**Brief**
Extract every line of the records below and reproduce each one verbatim. Leave the pictures out of your answer.

======== Data for processing ========

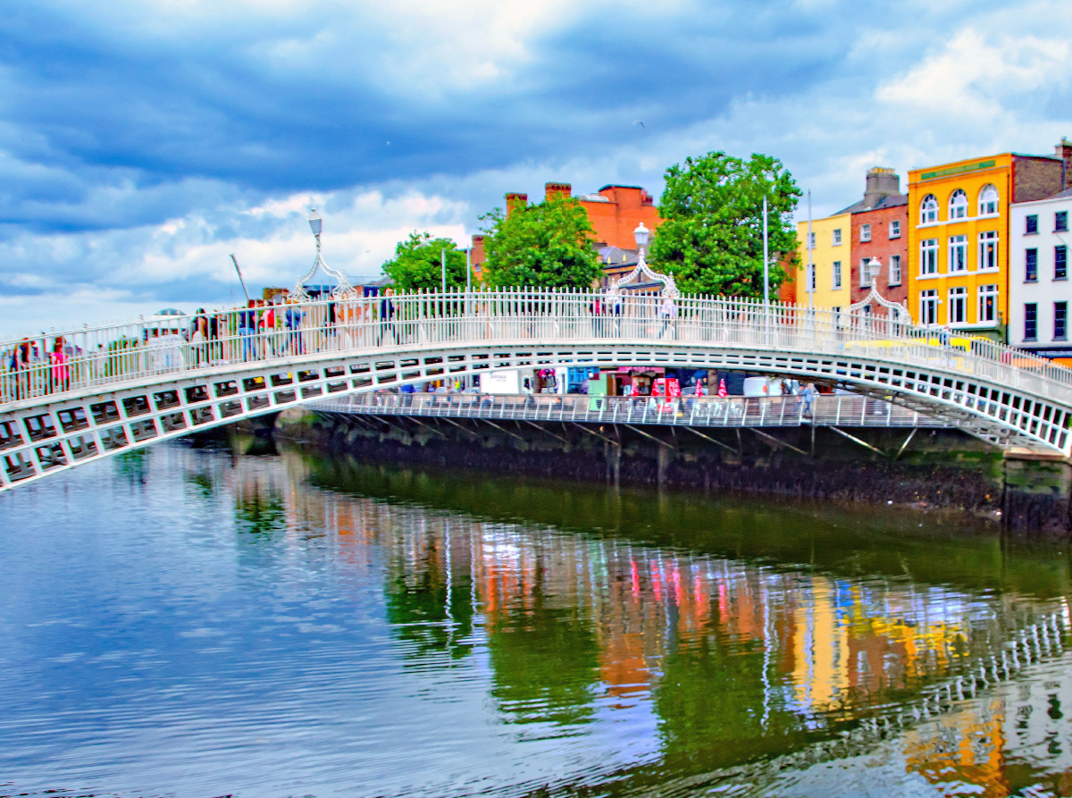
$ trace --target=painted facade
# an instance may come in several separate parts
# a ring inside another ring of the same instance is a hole
[[[1009,212],[1014,202],[1061,190],[1060,158],[1006,152],[908,174],[908,310],[940,324],[1006,339]]]
[[[1010,212],[1009,343],[1072,365],[1072,188]]]
[[[908,296],[908,195],[900,193],[900,178],[889,168],[868,171],[863,200],[842,212],[852,215],[850,301],[859,302],[870,292],[870,276],[863,264],[878,258],[878,292],[904,305]],[[873,312],[884,315],[885,309]]]
[[[572,186],[567,182],[549,182],[544,184],[544,198],[570,196]],[[579,194],[574,197],[580,203],[589,215],[595,238],[593,243],[597,249],[612,248],[617,251],[637,252],[637,239],[632,232],[643,222],[652,233],[662,223],[659,218],[659,210],[655,207],[655,201],[647,190],[640,186],[604,186],[593,194]],[[528,195],[510,192],[505,196],[506,212],[518,205],[525,205]],[[481,236],[473,236],[471,263],[473,265],[473,278],[479,282],[482,276],[482,264],[485,262],[483,239]],[[634,257],[636,264],[636,257]],[[620,265],[620,264],[607,264]]]
[[[807,222],[798,222],[796,241],[800,267],[796,270],[796,304],[808,306],[807,279]],[[846,308],[851,305],[849,291],[852,258],[852,215],[835,213],[824,219],[812,220],[814,239],[812,258],[814,271],[810,302],[816,308]]]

========

**Task answer**
$ trace --target=painted facade
# an instance may come in several separate parts
# a ring inside another ring of the same instance is a hole
[[[1009,212],[1014,202],[1061,190],[1060,158],[1006,152],[908,174],[908,310],[940,324],[1006,339]]]
[[[1010,212],[1009,343],[1072,365],[1072,188]]]
[[[908,296],[908,195],[900,193],[900,178],[889,168],[868,171],[863,200],[842,212],[852,215],[850,301],[859,302],[870,292],[870,276],[863,264],[878,258],[878,292],[904,305]],[[873,312],[884,315],[885,309]]]
[[[572,186],[567,182],[549,182],[544,184],[544,198],[570,196]],[[579,194],[574,197],[580,203],[589,215],[595,238],[593,243],[597,249],[612,248],[617,251],[637,252],[637,239],[632,232],[643,222],[652,233],[662,223],[659,218],[659,210],[655,207],[655,201],[647,190],[640,186],[604,186],[593,194]],[[528,195],[510,192],[505,196],[506,212],[518,205],[525,205]],[[481,236],[473,236],[471,263],[473,265],[473,278],[479,282],[482,276],[482,264],[485,262],[483,239]],[[634,257],[636,264],[636,257]],[[620,265],[620,264],[607,264]]]
[[[807,222],[798,222],[796,241],[800,267],[796,270],[796,304],[808,306],[807,279]],[[846,308],[851,305],[849,291],[852,258],[852,215],[835,213],[824,219],[812,220],[814,239],[812,258],[814,271],[810,302],[816,308]]]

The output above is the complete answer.